Día mundial de las enfermedades raras

Este domingo se conmemora el Día mundial de las enfermedades raras. Según datos de la Sociedad Española de Neurología (SEN), más de tres millones de españoles sufren una patología de este tipo. La mitad de los trastornos cursa con afectación neurológica y más de un 60% de los europeos que los padecen aún no ha sido diagnosticado. 

Una de estas afecciones también ha sido objeto de una investigación reciente en Canarias por su alta incidencia en dos islas (1/15.614). Se trata del hiperinsulinismo congénito. El especialista Yeray Nóvoa, vicepresidente de la Asociación Canaria de Investigación Pediátrica (ACIP), explica que esta patología congénita se caracteriza por una “secreción descontrolada de insulina en el páncreas”. La insulina es la hormona que se encarga de facilitar la salida de la glucosa de la sangre para que pueda entrar en la célula y se pueda utilizar como fuente de energía. Cuando los niveles están muy altos, el azúcar en sangre “baja demasiado, produce hipoglucemia, y, especialmente en los niños en crecimiento, puede provocar daños neurológicos persistentes”.

▶ Los datos
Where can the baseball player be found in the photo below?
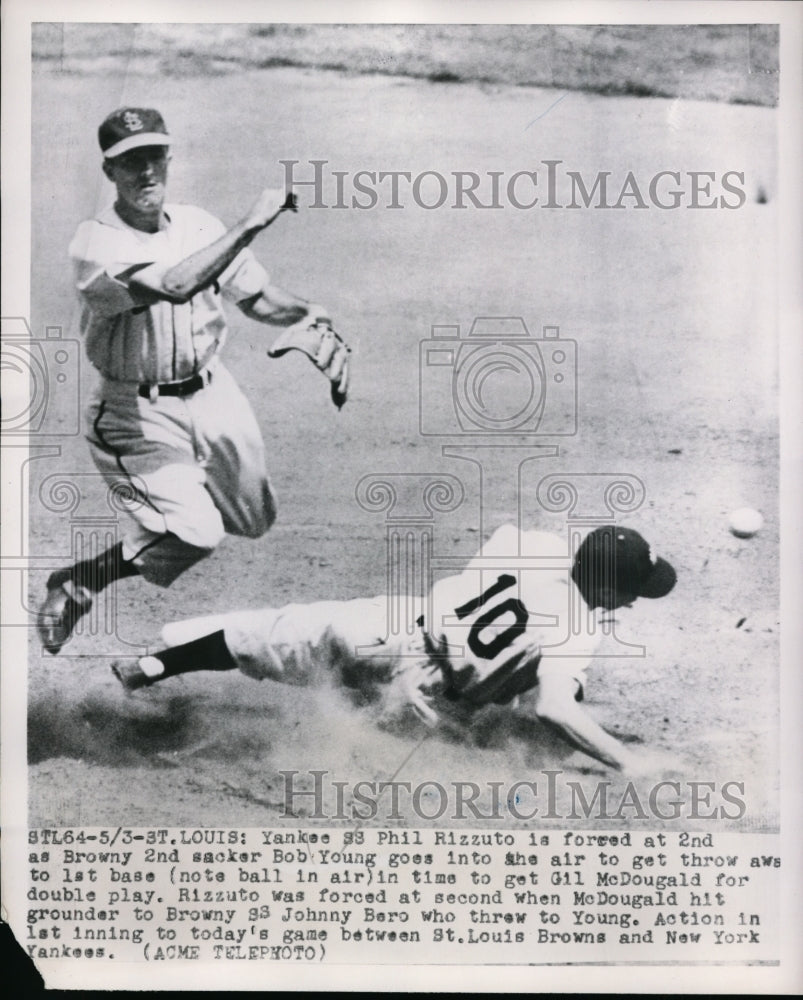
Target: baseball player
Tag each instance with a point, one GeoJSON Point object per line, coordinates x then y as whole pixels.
{"type": "Point", "coordinates": [521, 623]}
{"type": "Point", "coordinates": [167, 422]}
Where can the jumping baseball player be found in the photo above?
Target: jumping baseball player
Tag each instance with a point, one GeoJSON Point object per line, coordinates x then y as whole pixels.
{"type": "Point", "coordinates": [167, 421]}
{"type": "Point", "coordinates": [522, 622]}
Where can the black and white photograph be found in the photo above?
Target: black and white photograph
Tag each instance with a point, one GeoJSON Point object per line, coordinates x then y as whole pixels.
{"type": "Point", "coordinates": [399, 459]}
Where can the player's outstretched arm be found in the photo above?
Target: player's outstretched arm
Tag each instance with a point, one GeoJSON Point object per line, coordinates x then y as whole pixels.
{"type": "Point", "coordinates": [180, 282]}
{"type": "Point", "coordinates": [555, 704]}
{"type": "Point", "coordinates": [278, 307]}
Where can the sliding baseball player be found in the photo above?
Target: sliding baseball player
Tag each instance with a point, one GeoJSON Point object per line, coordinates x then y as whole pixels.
{"type": "Point", "coordinates": [520, 623]}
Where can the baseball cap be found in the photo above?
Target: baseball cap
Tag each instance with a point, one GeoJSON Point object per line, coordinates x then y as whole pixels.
{"type": "Point", "coordinates": [620, 558]}
{"type": "Point", "coordinates": [128, 128]}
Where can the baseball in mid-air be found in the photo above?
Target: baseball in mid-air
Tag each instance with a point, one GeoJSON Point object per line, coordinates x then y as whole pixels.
{"type": "Point", "coordinates": [745, 522]}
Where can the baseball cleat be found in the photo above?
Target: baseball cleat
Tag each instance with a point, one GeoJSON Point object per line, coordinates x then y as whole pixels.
{"type": "Point", "coordinates": [145, 671]}
{"type": "Point", "coordinates": [66, 603]}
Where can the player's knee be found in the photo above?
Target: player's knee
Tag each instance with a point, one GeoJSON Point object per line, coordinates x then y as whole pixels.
{"type": "Point", "coordinates": [262, 518]}
{"type": "Point", "coordinates": [164, 562]}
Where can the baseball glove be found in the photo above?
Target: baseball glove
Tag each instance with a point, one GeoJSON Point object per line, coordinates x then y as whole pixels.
{"type": "Point", "coordinates": [324, 347]}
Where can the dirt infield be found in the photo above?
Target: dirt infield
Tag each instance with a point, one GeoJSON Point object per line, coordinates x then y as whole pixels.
{"type": "Point", "coordinates": [674, 316]}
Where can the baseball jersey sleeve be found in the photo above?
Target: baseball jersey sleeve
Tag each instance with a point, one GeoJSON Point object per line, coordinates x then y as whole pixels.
{"type": "Point", "coordinates": [99, 276]}
{"type": "Point", "coordinates": [245, 276]}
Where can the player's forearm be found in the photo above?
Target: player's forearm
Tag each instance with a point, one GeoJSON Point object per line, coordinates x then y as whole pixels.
{"type": "Point", "coordinates": [203, 267]}
{"type": "Point", "coordinates": [180, 282]}
{"type": "Point", "coordinates": [277, 307]}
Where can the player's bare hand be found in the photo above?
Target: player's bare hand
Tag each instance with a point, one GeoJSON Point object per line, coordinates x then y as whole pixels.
{"type": "Point", "coordinates": [271, 203]}
{"type": "Point", "coordinates": [407, 692]}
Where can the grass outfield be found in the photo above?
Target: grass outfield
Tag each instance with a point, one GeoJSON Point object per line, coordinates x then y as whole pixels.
{"type": "Point", "coordinates": [733, 63]}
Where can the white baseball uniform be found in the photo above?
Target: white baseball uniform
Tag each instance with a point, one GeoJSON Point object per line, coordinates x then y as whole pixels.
{"type": "Point", "coordinates": [195, 461]}
{"type": "Point", "coordinates": [513, 615]}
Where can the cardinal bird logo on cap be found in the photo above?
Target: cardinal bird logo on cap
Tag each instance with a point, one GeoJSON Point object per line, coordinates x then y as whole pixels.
{"type": "Point", "coordinates": [132, 121]}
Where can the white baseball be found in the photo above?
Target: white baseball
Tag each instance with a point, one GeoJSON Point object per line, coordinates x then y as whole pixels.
{"type": "Point", "coordinates": [745, 522]}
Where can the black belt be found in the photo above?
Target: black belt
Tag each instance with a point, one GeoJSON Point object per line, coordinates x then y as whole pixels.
{"type": "Point", "coordinates": [185, 388]}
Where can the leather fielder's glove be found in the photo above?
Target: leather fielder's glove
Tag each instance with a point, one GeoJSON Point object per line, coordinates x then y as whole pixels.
{"type": "Point", "coordinates": [324, 347]}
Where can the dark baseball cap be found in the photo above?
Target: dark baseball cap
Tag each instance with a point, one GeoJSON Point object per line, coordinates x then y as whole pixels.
{"type": "Point", "coordinates": [128, 128]}
{"type": "Point", "coordinates": [619, 558]}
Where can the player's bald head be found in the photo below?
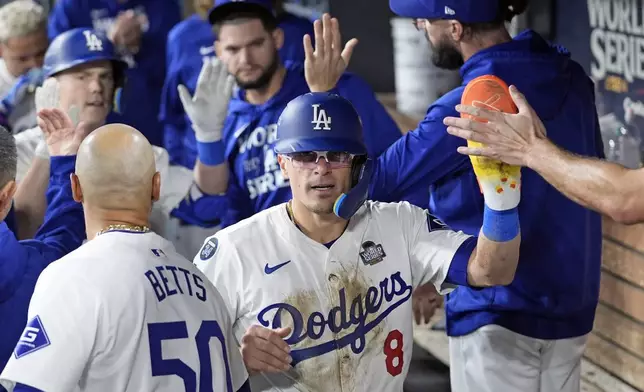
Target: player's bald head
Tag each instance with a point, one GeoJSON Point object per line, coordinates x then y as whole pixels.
{"type": "Point", "coordinates": [116, 170]}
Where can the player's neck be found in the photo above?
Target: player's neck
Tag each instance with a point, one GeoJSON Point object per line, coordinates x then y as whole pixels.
{"type": "Point", "coordinates": [260, 96]}
{"type": "Point", "coordinates": [322, 228]}
{"type": "Point", "coordinates": [488, 40]}
{"type": "Point", "coordinates": [98, 219]}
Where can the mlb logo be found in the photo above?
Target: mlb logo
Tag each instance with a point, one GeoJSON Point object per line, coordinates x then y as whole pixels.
{"type": "Point", "coordinates": [372, 253]}
{"type": "Point", "coordinates": [209, 249]}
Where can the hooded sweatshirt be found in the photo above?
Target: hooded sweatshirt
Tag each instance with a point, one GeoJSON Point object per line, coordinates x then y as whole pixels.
{"type": "Point", "coordinates": [556, 286]}
{"type": "Point", "coordinates": [256, 182]}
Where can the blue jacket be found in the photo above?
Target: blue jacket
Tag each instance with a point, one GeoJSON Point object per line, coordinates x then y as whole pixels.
{"type": "Point", "coordinates": [190, 43]}
{"type": "Point", "coordinates": [21, 262]}
{"type": "Point", "coordinates": [141, 97]}
{"type": "Point", "coordinates": [556, 287]}
{"type": "Point", "coordinates": [256, 181]}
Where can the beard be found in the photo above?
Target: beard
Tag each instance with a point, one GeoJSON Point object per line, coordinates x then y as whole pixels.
{"type": "Point", "coordinates": [445, 56]}
{"type": "Point", "coordinates": [262, 80]}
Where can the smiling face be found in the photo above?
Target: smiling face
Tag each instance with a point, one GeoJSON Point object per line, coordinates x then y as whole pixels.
{"type": "Point", "coordinates": [445, 51]}
{"type": "Point", "coordinates": [316, 186]}
{"type": "Point", "coordinates": [89, 87]}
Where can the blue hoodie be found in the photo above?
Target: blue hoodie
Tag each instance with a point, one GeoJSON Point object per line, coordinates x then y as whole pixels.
{"type": "Point", "coordinates": [21, 262]}
{"type": "Point", "coordinates": [189, 44]}
{"type": "Point", "coordinates": [141, 97]}
{"type": "Point", "coordinates": [556, 287]}
{"type": "Point", "coordinates": [256, 181]}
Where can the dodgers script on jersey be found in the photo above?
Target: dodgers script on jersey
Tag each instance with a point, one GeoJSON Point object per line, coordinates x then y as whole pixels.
{"type": "Point", "coordinates": [176, 184]}
{"type": "Point", "coordinates": [349, 306]}
{"type": "Point", "coordinates": [125, 312]}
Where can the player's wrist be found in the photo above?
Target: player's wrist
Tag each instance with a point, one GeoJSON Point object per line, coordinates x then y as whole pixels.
{"type": "Point", "coordinates": [501, 225]}
{"type": "Point", "coordinates": [541, 151]}
{"type": "Point", "coordinates": [211, 153]}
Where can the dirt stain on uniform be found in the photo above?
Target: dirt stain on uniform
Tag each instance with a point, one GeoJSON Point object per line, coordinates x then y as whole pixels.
{"type": "Point", "coordinates": [340, 369]}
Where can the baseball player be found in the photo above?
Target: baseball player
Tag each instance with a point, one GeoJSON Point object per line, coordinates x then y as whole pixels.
{"type": "Point", "coordinates": [320, 294]}
{"type": "Point", "coordinates": [62, 231]}
{"type": "Point", "coordinates": [84, 71]}
{"type": "Point", "coordinates": [124, 312]}
{"type": "Point", "coordinates": [530, 335]}
{"type": "Point", "coordinates": [606, 187]}
{"type": "Point", "coordinates": [190, 43]}
{"type": "Point", "coordinates": [235, 141]}
{"type": "Point", "coordinates": [139, 30]}
{"type": "Point", "coordinates": [23, 42]}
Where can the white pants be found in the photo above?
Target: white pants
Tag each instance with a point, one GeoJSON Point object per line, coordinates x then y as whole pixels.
{"type": "Point", "coordinates": [495, 359]}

▶ Ejercicios
A - Actualiza el pasaje del texto sobre las enfermedades raras que va de "Este domingo se" a "ha sido diagnosticado.", ambos incluidos, y cambia "españoles" por "personas en España".
B - Responde sí o no para cada afirmación según el texto sobre las enfermedades raras, citando las palabras que lo deciden: (i) según la SEN, más de tres millones de españoles padecen una enfermedad rara; (ii) todos estos trastornos cursan con afectación neurológica; (iii) el hiperinsulinismo congénito se caracteriza por una producción insuficiente de insulina.
Los registros proceden de una fuente distinta.

▶ Soluciones
A -
Este domingo se conmemora el Día mundial de las enfermedades raras. Según datos de la Sociedad Española de Neurología (SEN), más de tres millones de personas en España sufren una patología de este tipo. La mitad de los trastornos cursa con afectación neurológica y más de un 60% de los europeos que los padecen aún no ha sido diagnosticado.

B -
(i) Sí: "más de tres millones de españoles sufren una patología de este tipo".
(ii) No: "La mitad de los trastornos cursa con afectación neurológica".
(iii) No: "secreción descontrolada de insulina en el páncreas".